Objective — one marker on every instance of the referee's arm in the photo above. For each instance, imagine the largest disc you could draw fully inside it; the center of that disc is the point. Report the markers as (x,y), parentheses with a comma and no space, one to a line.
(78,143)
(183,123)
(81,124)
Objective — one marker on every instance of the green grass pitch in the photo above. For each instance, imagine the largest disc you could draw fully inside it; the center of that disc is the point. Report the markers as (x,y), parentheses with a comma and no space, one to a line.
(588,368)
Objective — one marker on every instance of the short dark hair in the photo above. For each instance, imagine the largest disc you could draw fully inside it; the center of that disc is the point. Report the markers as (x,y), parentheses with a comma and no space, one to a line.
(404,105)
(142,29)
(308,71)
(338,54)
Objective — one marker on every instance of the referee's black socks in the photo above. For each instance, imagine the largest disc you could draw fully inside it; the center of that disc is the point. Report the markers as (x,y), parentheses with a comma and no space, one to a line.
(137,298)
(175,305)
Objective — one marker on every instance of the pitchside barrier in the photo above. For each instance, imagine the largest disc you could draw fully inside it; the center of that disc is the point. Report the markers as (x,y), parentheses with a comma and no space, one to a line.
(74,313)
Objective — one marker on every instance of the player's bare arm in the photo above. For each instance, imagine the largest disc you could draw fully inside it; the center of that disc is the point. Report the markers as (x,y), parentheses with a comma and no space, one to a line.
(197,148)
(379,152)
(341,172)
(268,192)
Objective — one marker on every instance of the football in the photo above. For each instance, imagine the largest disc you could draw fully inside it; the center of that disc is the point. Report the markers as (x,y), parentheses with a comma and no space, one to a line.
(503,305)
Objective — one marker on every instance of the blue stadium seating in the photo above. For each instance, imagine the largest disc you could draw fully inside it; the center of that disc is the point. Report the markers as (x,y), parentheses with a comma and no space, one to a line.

▶ [Work to complete] Rewrite the records from the line containing "Objective — one marker on every instance of the football" through the end of the records, including the requests. Multiply every coordinate in the answers by 0.7 and round to whole numbers, with halves rounding up.

▶ [Right answer]
Objective — one marker on every instance of the football in the photo above. For each instance, imagine the largest disc you could draw fully inside it; the center of that disc is the point. Report the markers as (x,y), parentheses with a comma and no space, one to a line.
(352,214)
Objective — one marker on every instance of the blue stadium seating in the photo above. For each instance, imagine the largest disc you could draw fully inside it; the center of that disc is the point. Report the markers as (x,y), parentheses with a comma and no space, one to a line.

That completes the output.